══ Page ══

## Imports

In [1]:
import pandas as pd
import json
import numpy as np

#Imports Bigquery
from google.cloud import bigquery
from google.oauth2 import service_account


## GCP config

In [2]:
#Localisation du projet name et table_id sur gcp
#TODO : Remplacer le nom du projet et du dataset sur GCP 
project="marbotic"
dataset = "marbotic_dataset"

In [3]:
#intégration des credentials
#TODO : Remplacer le path de credential d'accès à notre projet GCP
key_path = "/Users/antonin/code/AntoninAnq/gcp/marbotic-7d02fac30bd8.json"

credentials = service_account.Credentials.from_service_account_file(
    key_path, scopes=["https://www.googleapis.com/auth/cloud-platform"],)

## Preprocessin du JSON

In [4]:
#conversion du fichier json en json line delimiter pour utiliser pd.read_json avec une chunk size. (Nombre de ligne processée en une fois)
#!cat ../raw_data/export_23-5_minified.json | jq -c '.[]' > ../raw_data/export_converted_2.json

## GCP upload table events

In [5]:
#TODO : Remplacer la localisation des données sources
FILE_PATH = '../raw_data/export_converted_2.json'

In [11]:
def upload_events_table(path,credentials, project,dataset,table):
    CHUNKSIZE = 100000
    table_id = f"{dataset}.{table}"
    df = pd.read_json(path, lines=True, chunksize=CHUNKSIZE) #Chunk size pour avoir 14 chunk
    
    client = bigquery.Client(project,credentials)
    
    for i,c in enumerate(df):
        index_init = np.linspace(1,len(c),len(c),dtype='int32')
        ep=pd.DataFrame()
        c.reset_index(inplace=True)
        ep=c.copy()
        ep.drop(['user_properties','event_properties'],axis=1,inplace=True)
        ep['user_id'] = ep['user_id'].apply(lambda x: 0 if (x is None or type(x)== str or  np.isnan(x)) else int(x))
        ep['id'] = (i*CHUNKSIZE) + index_init
        ep.drop(['index'],axis=1,inplace=True)
        #ep.to_csv('../raw_data/events.csv',index=False)
        job = client.load_table_from_dataframe(ep, table_id) 
        job.result()  # Wait for the job to complete.
        table = client.get_table(table_id)  # Make an API request.
        print(
            "Loaded {} rows and {} columns to {}".format(
                table.num_rows, len(table.schema), table_id
            )
        )

═══

Consigne 1:
Renvoyez sans rien changer le passage de la page qui commence par les mots « client = bigquery.Client(project,credentials) » et se termine par les mots « #ep.to_csv('../raw_data/events.csv',index=False) ».
La page et les enregistrements sont deux documents indépendants l'un de l'autre.

══ Enregistrements fournis ══

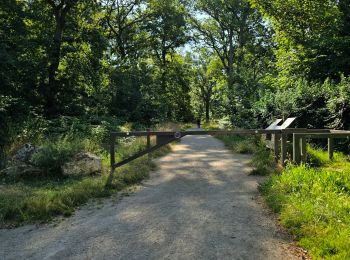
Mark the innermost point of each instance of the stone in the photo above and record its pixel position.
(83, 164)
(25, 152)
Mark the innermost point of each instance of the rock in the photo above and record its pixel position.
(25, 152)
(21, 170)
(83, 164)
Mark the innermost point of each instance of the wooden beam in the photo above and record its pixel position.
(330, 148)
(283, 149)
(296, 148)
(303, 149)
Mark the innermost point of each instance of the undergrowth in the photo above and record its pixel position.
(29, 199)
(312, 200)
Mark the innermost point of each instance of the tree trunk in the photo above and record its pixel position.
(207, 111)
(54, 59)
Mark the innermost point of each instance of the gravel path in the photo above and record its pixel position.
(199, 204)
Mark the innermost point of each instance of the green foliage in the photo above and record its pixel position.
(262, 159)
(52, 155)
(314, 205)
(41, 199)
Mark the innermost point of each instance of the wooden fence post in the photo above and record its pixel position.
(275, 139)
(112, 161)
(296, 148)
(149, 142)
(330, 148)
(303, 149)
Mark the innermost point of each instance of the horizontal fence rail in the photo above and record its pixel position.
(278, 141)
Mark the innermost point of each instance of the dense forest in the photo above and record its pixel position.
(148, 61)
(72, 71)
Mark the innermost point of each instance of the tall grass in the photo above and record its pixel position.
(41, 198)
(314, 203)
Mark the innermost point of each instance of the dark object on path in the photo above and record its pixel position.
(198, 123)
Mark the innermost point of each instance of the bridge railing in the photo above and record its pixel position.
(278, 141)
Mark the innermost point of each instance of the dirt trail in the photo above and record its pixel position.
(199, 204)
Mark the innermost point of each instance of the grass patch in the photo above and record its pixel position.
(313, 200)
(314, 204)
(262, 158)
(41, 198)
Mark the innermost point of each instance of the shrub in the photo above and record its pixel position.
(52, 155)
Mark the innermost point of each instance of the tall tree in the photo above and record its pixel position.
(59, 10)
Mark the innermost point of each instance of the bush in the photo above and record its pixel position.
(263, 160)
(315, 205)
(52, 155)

═══
══ Enregistrements fournis ══

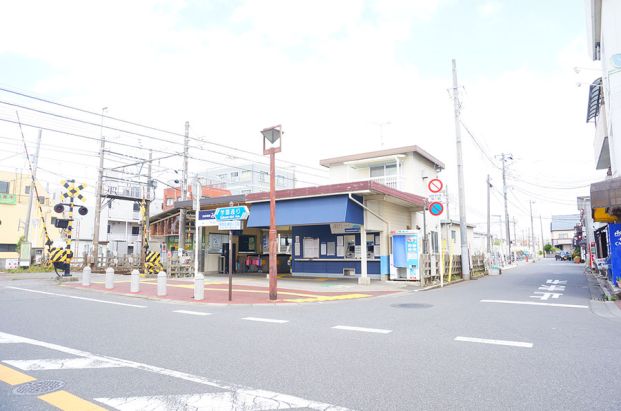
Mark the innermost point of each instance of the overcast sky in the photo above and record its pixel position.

═══
══ Enregistrements fournis ══

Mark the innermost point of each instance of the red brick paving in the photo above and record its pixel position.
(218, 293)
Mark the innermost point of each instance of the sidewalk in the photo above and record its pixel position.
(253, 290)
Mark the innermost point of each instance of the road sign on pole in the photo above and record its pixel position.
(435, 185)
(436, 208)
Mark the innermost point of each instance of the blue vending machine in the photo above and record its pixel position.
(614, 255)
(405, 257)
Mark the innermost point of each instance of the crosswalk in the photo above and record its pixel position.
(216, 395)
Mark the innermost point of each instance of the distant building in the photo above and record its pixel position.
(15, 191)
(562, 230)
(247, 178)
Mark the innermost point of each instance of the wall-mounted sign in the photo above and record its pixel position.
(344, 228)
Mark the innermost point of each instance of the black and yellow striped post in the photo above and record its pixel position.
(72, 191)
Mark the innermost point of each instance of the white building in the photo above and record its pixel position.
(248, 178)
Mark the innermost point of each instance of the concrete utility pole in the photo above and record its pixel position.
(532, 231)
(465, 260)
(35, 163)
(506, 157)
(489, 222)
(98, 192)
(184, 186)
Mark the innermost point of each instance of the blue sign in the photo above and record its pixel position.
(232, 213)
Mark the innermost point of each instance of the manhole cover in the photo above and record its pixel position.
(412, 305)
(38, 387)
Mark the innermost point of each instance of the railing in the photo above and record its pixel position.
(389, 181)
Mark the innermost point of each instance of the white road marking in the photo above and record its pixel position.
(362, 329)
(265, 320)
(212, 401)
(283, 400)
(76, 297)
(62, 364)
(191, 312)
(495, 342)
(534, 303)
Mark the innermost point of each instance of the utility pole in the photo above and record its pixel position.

═══

Consigne 2:
Dans les enregistrements, remplacez « railing » par « guardrail » dans les lignes qui vont de celle contenant « Mark the innermost point of each instance of the white building » à celle contenant « Mark the innermost point of each instance of the utility », ces deux lignes comprises, sans rien modifier d'autre. Donnez seulement ces lignes.

Réponse 1:
client = bigquery.Client(project,credentials)
    
    for i,c in enumerate(df):
        index_init = np.linspace(1,len(c),len(c),dtype='int32')
        ep=pd.DataFrame()
        c.reset_index(inplace=True)
        ep=c.copy()
        ep.drop(['user_properties','event_properties'],axis=1,inplace=True)
        ep['user_id'] = ep['user_id'].apply(lambda x: 0 if (x is None or type(x)== str or  np.isnan(x)) else int(x))
        ep['id'] = (i*CHUNKSIZE) + index_init
        ep.drop(['index'],axis=1,inplace=True)
        #ep.to_csv('../raw_data/events.csv',index=False)

Réponse 2:
Mark the innermost point of each instance of the white building in the photo above and record its pixel position.
(248, 178)
Mark the innermost point of each instance of the concrete utility pole in the photo above and record its pixel position.
(532, 231)
(465, 260)
(35, 163)
(506, 157)
(489, 222)
(98, 192)
(184, 186)
Mark the innermost point of each instance of the blue sign in the photo above and record its pixel position.
(232, 213)
Mark the innermost point of each instance of the manhole cover in the photo above and record its pixel position.
(412, 305)
(38, 387)
Mark the innermost point of each instance of the guardrail in the photo above and record its pixel position.
(389, 181)
Mark the innermost point of each instance of the white road marking in the photo above and record its pixel position.
(362, 329)
(265, 320)
(212, 401)
(283, 400)
(76, 297)
(62, 364)
(191, 312)
(495, 342)
(534, 303)
Mark the innermost point of each instance of the utility pole in the photo above and record its pixel position.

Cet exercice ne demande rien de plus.